■ The records
*** Begin section ***
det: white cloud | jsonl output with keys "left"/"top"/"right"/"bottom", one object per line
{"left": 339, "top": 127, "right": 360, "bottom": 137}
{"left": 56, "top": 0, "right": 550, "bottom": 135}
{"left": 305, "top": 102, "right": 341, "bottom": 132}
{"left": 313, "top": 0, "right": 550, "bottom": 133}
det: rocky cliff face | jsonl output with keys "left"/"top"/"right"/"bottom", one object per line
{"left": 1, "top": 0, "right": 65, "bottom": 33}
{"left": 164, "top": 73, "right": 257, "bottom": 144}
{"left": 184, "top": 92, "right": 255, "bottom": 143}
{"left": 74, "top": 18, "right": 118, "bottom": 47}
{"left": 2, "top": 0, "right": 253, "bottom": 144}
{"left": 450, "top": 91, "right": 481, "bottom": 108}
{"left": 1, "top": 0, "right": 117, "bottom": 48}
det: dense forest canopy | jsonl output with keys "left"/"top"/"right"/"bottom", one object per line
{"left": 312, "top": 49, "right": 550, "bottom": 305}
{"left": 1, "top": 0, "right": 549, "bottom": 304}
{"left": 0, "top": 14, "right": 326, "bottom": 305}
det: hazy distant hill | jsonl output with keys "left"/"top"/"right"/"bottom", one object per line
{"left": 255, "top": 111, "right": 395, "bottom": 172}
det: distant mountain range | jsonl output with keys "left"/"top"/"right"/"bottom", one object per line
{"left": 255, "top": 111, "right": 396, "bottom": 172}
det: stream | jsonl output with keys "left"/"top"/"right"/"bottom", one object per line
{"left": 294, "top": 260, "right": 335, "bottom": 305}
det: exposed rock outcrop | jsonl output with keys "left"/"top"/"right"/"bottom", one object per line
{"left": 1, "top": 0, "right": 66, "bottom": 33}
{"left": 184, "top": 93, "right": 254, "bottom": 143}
*** End section ***
■ Task prompt
Return the data from the top line through the bottom line exactly.

■ Output for this exercise
det: white cloud | jsonl output with keys "left"/"top"/"right"/"bottom", one object per line
{"left": 339, "top": 127, "right": 360, "bottom": 137}
{"left": 56, "top": 0, "right": 550, "bottom": 135}
{"left": 305, "top": 102, "right": 341, "bottom": 132}
{"left": 313, "top": 0, "right": 550, "bottom": 133}
det: rocky cliff face | jsonl output with keys "left"/"top"/"right"/"bottom", one object per line
{"left": 1, "top": 0, "right": 65, "bottom": 33}
{"left": 164, "top": 73, "right": 257, "bottom": 144}
{"left": 184, "top": 92, "right": 255, "bottom": 143}
{"left": 74, "top": 18, "right": 118, "bottom": 47}
{"left": 2, "top": 0, "right": 253, "bottom": 144}
{"left": 450, "top": 91, "right": 481, "bottom": 108}
{"left": 1, "top": 0, "right": 117, "bottom": 48}
det: dense forest canopy | jsonl output with keys "left"/"top"/"right"/"bottom", one object per line
{"left": 312, "top": 49, "right": 550, "bottom": 305}
{"left": 1, "top": 0, "right": 549, "bottom": 304}
{"left": 0, "top": 14, "right": 326, "bottom": 305}
det: hazy distant hill | jsonl output with keys "left"/"top"/"right"/"bottom", one object per line
{"left": 255, "top": 111, "right": 395, "bottom": 172}
det: distant mountain range | jsonl output with keys "left"/"top"/"right"/"bottom", one object per line
{"left": 255, "top": 111, "right": 396, "bottom": 172}
det: stream | jsonl output with keys "left"/"top"/"right"/"bottom", one object per line
{"left": 294, "top": 260, "right": 335, "bottom": 305}
det: exposed rock outcrop | jsonl output with keys "left"/"top"/"right"/"bottom", one object per line
{"left": 1, "top": 0, "right": 66, "bottom": 33}
{"left": 184, "top": 93, "right": 254, "bottom": 143}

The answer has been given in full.